Selection
"""

Really we've had a backlash. And what this is, you know, what the press does with education is it's a pendulum swing around optimism, pessimism. And what we tend to do is we build people up and then we tear them down. Inverse hero's journey, a la you know, Sal Khan or you know, alpha School or my own experience with old school.
So I think coming back to like where we are in this cycle, the like establishing what does efficacy look like and establishing measures that go beyond this brute good, bad bifurcation, I think is really challenging. One other thing that we had in our news that I just want to connect the dots on is really around school choice and the political play out on that.
So basically if you're in these camps that say all school bad, all screen, bad ed, tech bad, there's a big movement towards school choice as this appealing opportunity to put the power in the hands of. Parents and this week what we're seeing, uh, basically Texas just closed their ESA registration window, and it's the most successful ESA launch in the history of states.
Well over a hundred thousand people, 150,000 people signed up for ESAs. We saw Alpha School was one of the big winners on that with online homeschool options that they offered. And a number of people are, are using those vouchers just to attend the same school that they were already attending, but many are making switches.
But the most interesting story I saw was the backlash in Idaho. Where all of these ESA policies are also decimating rural schools. Because you, in rural schools, your critical mass is already dwindling because of population loss. Now, ESAs are accelerating that population loss, and so the ability to offer free public schools in person is becoming endangered because of these exact policies.
I'm curious, you know, you live in Providence now live for a long time in Boston, so these are areas where they haven't really unleashed the ESA Boogeyman, but I'm curious how you see this all playing out and what actually is the long-term policy point where this lands do you think?
[00:30:24] Steve Shapiro: It's crazy. I mean, you, you've been involved in the charter movement for a while and you know that like this is about funds and you know, this is about government funds, which are generated by tax dollars and then redeploy and how we redeploy them.
Right. And it's hard to argue against some of the recent success, like you just mentioned in Texas, around these new policies around choice. Right now we live in a world where this country is controlled by the Republican party. It's, it's a Republican, it's been in their bag of policies for a long time.
They have the power right now. So I think you're actually gonna see more of it over this next three years or so. Met in Idaho soup last year at I-A-S-U-G-S-V to talk about my product and he basically was already like the canary in the coal mine about it to me when I talked to him. And I think that like we have to rethink about rural.
Policy and how we fund rural schools. I mean, that predates choice, by the way, and it's an issue that I don't think we've solved for yet.
[00:31:32] Ben Kornell: You know, in the higher ed space, we're also seeing a lot of questions around the ROI of higher ed, and we're seeing massive unen enrollment, well, I wouldn't say unen enrollment.
Enrollment declines. So new student enrollments generally across the board are suffering. But there's been a few winners state by state as you see, and I'm really curious, especially as it connects to our conversation about workforce, as you see winners and losers in the AI era in higher ed, what are the profiles of those that are gonna win in that environment and those that are gonna lose from your perspective?

"""

Aim of the task
Extend the education podcast transcript above, picking up right after its final line.

Dataset content
"""

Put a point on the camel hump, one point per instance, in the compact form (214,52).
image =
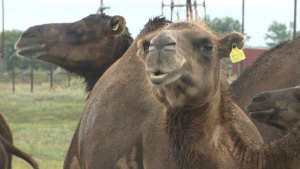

"""

Response to the task
[00:32:09] Steve Shapiro: So when I was in college many, many decades ago. A SU had a reputation as a great party school. I was on campus over the last couple years and I came back and said to my wife, find me in a late university that gets the future better than a SU. They're not out there. So a big shout out, you know, to Michael and the whole team at a SU.
And I'm not just saying that 'cause I'm part of the A-S-U-G-S-V tribe, but like you have to be on campus and see what's going on and see all the labs and the way that students collaborate and the way the projects they're given. Those are future ready students, like at a mind blowing rate. And you know, a lot of other campuses.
'cause I'm here in New England around a lot of schools. I live on the fringe of Brown campus and I do a lot of consulting for Cornell Ma alma mater. But like as u's, the blueprint. There are other schools, but they're the blueprint for like what a, a state four year school that just somehow has moved the needle on innovation and the way they do instruction and what their expectations are of the students.
Like they've figured out what the rubric is, right? For like when you graduate, I want you to have experienced this while you're on campus and be able to take that out into your career.
[00:33:36] Ben Kornell: Yeah, I feel like they've been a model for really a decade or more. But what's interesting is the acceleration that is coming from AI around content generation, around interactivity.
They're also, those moves that they've been making have positioned them really, really well to capture this wave and really ride it in.
[00:33:59] Steve Shapiro: Right? Like who was the first to like kind of deal with open AI so that like everyone on campus could like the equivalent of like an enterprise account or something. It was them, you know?
[00:34:10] Ben Kornell: Totally. We're at the point where we're gonna go rapid fire at the end here. We've got funding rounds, we've got lots going on in really across the space. You know, anybody who's feeling down about things like. It's great to see, uh, nectar who's been a on the pod raised $12.5 million to scale purpose-built AI infrastructure for schools.
Cory raised 10 million in user acquisition financing to expand AI powered EdTech platform globally. We're seeing a lot of people moving globally. Pratik Boob is set to back the Newton School of Technology with a huge grant, $2.9 million investment to basically launch a new AI forward. It's called Newton School of Technology School.
In prep, raise 1.5 million in their seed round. Gratis raised 600,000 euros for an academic guidance platform. There was a seed round around Rokus Techs technology and, and Columbia Business School did a partnership around over a hundred thousand dollars in non-dilutive grants. Like there's just so much activity as I went through the list, like one of the themes that I've been seeing is people are building so much faster now with AI tooling that their ability to take a smaller round and get a ton of leverage out of it is phenomenal.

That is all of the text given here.